## EXERCISE DIRECTIONS
Go through the listing and repeat each entry exactly, but include no pictures.

## SUPPLIED ENTRIES

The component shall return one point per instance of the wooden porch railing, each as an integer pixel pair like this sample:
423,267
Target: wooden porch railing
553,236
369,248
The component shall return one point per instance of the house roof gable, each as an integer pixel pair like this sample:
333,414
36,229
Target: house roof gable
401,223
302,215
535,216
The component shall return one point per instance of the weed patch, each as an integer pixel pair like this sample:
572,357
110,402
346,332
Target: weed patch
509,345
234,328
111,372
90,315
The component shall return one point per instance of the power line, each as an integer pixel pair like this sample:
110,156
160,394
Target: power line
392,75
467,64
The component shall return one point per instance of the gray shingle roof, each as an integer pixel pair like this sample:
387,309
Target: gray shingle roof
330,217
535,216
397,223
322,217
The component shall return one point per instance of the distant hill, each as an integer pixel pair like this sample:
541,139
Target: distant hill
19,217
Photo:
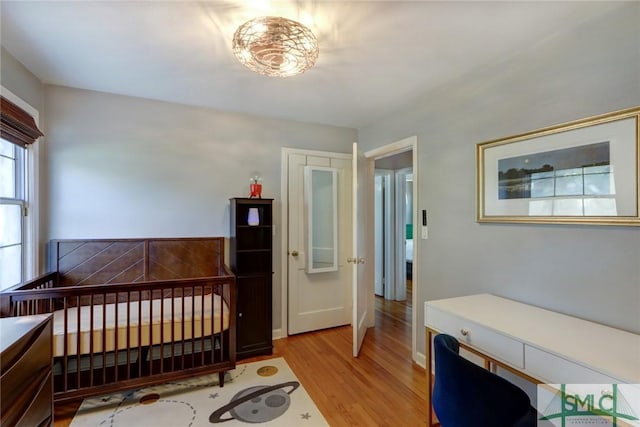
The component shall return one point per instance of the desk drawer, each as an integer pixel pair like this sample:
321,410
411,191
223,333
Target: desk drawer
482,338
556,370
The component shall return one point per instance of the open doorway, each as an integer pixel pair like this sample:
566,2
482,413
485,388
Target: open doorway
393,172
393,199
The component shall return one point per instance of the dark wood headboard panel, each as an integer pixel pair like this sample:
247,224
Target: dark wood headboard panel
101,261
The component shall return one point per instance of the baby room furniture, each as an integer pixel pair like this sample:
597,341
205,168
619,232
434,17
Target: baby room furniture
129,313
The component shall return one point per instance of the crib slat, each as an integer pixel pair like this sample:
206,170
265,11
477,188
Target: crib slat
115,337
65,343
140,334
104,338
161,332
78,342
184,332
202,346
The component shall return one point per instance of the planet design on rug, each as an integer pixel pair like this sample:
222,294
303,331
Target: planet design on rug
257,404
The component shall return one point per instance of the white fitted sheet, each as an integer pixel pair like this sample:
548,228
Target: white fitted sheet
154,330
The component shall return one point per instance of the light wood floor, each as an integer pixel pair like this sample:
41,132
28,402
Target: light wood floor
382,387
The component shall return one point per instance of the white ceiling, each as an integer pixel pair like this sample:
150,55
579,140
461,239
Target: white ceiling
375,56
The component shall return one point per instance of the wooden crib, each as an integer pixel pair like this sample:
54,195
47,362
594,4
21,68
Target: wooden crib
132,312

## RESULT
The component shall return one point per instance of the wooden porch railing, each as an integer pixel pair like this sample:
423,267
Target: wooden porch railing
553,236
369,248
The component shall return one point per instance of the house roof gable, each as an integer pixel pair like this sample:
333,414
36,229
Target: house roof gable
401,223
302,215
535,216
The component shall return one point per instance of the weed patch, each as an integer pixel pair like this sample:
572,357
110,402
346,332
Target: weed patch
509,345
234,328
111,372
90,315
The component shall return one point per instance of the power line, each as an integer pixel pair like this sample:
110,156
160,394
Target: power line
392,75
467,64
The component shall return one point per instance of the gray shingle roof, each as an integer pixel pair like this sample:
387,309
Target: gray shingle roof
330,217
535,216
397,223
322,217
The component shall return one point per instance of the distant hill, each as an integer pixel pair like this sample:
541,139
Target: distant hill
19,217
Photo:
The component shall return one point per instance of the desk drawer, each as an integer pixel pair like this sample:
321,410
411,191
223,333
Target: desk drawer
482,338
556,370
The component shall return one point per instance of the open doorway, each as an integer pixel pair like this sample:
566,2
482,413
485,388
Target: open doorway
393,172
393,199
The component shall return one point per instance of the dark wood headboard panel, each as an integer pixel pair like this sample:
247,224
Target: dark wood headboard panel
101,261
The component shall return one point per instance of the baby room furniture, each as an integer pixel pair like this sample:
597,341
205,168
619,232
434,17
Target: baby room furniture
129,313
The component shall return one point per instance of the crib slat, each as an integer pixel pair like this sample:
206,170
265,11
477,188
Target: crib slat
115,337
65,343
140,334
104,338
161,332
78,342
184,332
202,346
The component shall return one point per instance of the planet design on rug, each as an integer pixel pair like this sample:
222,294
303,331
Target: planet design on rug
257,404
The component shall return one point per instance of the white fitted sheet, each as an integer pixel pair like this sample:
548,228
Target: white fitted sheet
154,330
The component shall return one point per instance of the light wood floor, each as an integer pixel pair like this sample:
41,132
28,402
Target: light wood floor
382,387
The component shall return one point per instance of the white ceiling, each as an integer pixel pair like this sample:
150,55
579,140
461,239
Target: white ceiling
375,56
The component shall return one point per instance of the wooden crib, each as an integer pixel pair like this sample:
54,195
47,362
594,4
21,68
Target: wooden crib
132,312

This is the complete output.